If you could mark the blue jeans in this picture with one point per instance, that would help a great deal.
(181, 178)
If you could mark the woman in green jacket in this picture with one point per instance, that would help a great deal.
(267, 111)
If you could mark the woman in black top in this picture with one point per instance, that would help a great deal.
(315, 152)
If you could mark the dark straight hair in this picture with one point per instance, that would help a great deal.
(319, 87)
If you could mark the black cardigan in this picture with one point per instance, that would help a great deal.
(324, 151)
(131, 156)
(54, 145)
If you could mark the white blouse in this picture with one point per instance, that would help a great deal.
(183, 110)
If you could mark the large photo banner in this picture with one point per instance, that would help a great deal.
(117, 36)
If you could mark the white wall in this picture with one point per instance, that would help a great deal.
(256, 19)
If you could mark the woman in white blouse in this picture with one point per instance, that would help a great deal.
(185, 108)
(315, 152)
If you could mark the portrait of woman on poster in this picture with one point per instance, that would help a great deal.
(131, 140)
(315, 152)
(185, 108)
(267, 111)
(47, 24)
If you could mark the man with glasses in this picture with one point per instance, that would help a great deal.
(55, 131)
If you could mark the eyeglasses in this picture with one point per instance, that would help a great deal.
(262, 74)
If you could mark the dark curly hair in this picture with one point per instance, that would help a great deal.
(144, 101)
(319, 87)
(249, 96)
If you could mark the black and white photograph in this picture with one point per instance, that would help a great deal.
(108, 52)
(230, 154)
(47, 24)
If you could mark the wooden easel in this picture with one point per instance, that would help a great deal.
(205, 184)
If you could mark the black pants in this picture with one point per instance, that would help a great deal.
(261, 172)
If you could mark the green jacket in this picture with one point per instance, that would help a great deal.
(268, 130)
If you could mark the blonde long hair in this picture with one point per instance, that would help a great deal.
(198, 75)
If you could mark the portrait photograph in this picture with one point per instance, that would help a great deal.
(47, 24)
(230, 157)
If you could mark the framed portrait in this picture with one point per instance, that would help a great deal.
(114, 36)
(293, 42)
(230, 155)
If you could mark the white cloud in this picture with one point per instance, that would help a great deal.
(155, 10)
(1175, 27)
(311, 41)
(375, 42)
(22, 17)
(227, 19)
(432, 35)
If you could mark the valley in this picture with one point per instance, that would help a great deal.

------------------------------------------------------------

__What the task requires__:
Reproduce the records above exactly.

__Answer in full__:
If you could mark the blue jeans in this picture with one point per instance, that would help a great deal.
(181, 178)
If you could mark the woman in green jacket in this picture with one point per instance, that would help a great deal.
(267, 111)
If you could mark the woman in black top in this picture with one point per instance, that would help a great deal.
(315, 152)
If you could mark the dark straight hair in this picture with one point per instance, that would help a great deal.
(319, 87)
If you could mark the black cardigan in this picture with one point per instance, that would help a great deal.
(324, 151)
(131, 156)
(54, 145)
If you could mark the white blouse in this picture with one point per instance, that would help a great deal.
(183, 110)
If you could mark the large photo banner in this picture with one point per instance, that would help a great deal.
(117, 36)
If you could mark the white wall in this picture with one point per instance, that would help a great deal.
(256, 19)
If you could mark the woman in white blouse in this picture with one point per instance, that would help a great deal.
(185, 108)
(315, 152)
If you could mark the portrait of woman on poster in this picture with one point per instance, that would help a great deal.
(131, 140)
(315, 152)
(185, 108)
(267, 111)
(47, 24)
If you could mark the man with glasses in this picture with one point per instance, that would help a great deal.
(55, 131)
If you could mark the eyeglasses in this picture with one point per instance, that would help a great deal.
(262, 74)
If you could mark the dark curly hair in this picture with one point per instance, that would help a great deal.
(144, 101)
(319, 87)
(249, 96)
If you could mark the black and white photograph in this picture with one point per instance, that would help a great deal.
(108, 52)
(230, 154)
(47, 24)
If you could mark the wooden easel in this picture with one point per instance, that would help a great deal.
(205, 184)
If you could mark the black pants in this picture with one point per instance, that would help a great deal.
(261, 172)
If you could mark the green jacket in this picture with one point per instance, that would help a great deal.
(268, 130)
If you could mark the blonde long hair in this picture with one point per instance, that would help a great deal.
(198, 75)
If you could mark the portrait photograph in this picture with one point per instance, that would help a great deal.
(47, 24)
(230, 157)
If you could mark the framed portrait in this picture with one point per instance, that would help a great deal.
(114, 36)
(293, 42)
(230, 155)
If you could mark the white cloud in this picture with one point per instance, that would help a great deal.
(155, 10)
(1175, 27)
(311, 41)
(375, 42)
(22, 17)
(227, 19)
(432, 35)
If you could mark the valley in this picture with one point per instance, that would help a great deal.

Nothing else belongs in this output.